A suspeita era de que uma briga entre manifestantes em frente à cavalaria da PM gerou a confusão. Os cavalos teriam se assustado e os policiais partiram para cima. Os que protestavam revidaram. Antes mesmo da passeata, era difícil manter o equilíbrio.

“Sem partido! Sem partido!”, gritaram milhares de manifestantes na Praça da Candelária, quando militantes da CUT se aproximaram pela Avenida Presidente Vargas tremulando duas grandes bandeiras vermelhas da entidade.

“Sem partido! Sem partido!” Quem gritava eram jovens, possivelmente estudantes na faixa entre 16 e 26 anos. Eram muitos e pareciam hostis. Cercaram os militantes da CUT, que não passavam de um punhado.

“Sem partido! Sem partido!”, e um dos militantes baixou a bandeira. Os manifestantes aplaudiram. Outro teimou em manter a sua no alto, mas, em um segundo, viu-se sem nada nas mãos. Os manifestantes tomaram as bandeiras, panfletos e faixas da CUT, rasgaram tudo e, enquanto rasgavam, repetiam: “Sem partido! Sem partido!”

Houve tentativa de agressão a dois dos militantes da CUT, três ou quatro rapazes chutaram a parede de metal de uma banca de revistas fechada, mas logo outros manifestantes gritaram:

“Sem violência! Sem violência!”

E tudo se acalmou outra vez.

--

- **Instruções da tarefa**
No trecho sobre o protesto na Praça da Candelária, por qual avenida os militantes da CUT se aproximaram?

Dados extraídos de uma coleção:
--

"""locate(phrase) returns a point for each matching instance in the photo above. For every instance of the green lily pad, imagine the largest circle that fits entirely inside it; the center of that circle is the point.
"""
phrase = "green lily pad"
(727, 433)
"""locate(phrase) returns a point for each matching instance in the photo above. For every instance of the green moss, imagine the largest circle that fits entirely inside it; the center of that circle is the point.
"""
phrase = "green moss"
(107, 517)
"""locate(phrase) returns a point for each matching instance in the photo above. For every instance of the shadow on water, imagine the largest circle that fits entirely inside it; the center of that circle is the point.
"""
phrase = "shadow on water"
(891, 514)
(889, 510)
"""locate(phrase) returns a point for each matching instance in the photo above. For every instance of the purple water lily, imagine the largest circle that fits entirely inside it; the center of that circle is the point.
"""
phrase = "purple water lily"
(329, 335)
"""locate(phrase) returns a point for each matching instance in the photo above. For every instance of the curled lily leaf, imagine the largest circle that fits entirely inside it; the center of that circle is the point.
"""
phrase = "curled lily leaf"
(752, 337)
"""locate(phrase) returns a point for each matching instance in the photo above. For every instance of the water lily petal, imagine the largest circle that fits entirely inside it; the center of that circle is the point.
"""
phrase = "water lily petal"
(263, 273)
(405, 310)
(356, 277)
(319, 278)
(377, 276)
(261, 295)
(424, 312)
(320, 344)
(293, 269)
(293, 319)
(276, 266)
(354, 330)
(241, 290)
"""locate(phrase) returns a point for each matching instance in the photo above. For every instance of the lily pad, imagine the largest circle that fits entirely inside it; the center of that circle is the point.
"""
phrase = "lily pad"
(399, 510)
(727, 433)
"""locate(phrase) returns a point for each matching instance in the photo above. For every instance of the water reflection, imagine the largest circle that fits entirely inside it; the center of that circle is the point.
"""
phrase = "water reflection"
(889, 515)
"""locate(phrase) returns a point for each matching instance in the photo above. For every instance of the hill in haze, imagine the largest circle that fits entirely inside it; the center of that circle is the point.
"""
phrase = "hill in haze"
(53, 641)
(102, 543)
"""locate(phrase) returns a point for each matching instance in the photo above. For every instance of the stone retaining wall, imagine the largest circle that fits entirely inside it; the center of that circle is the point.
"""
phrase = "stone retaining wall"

--

- **Solução do exercício**
Pela Avenida Presidente Vargas.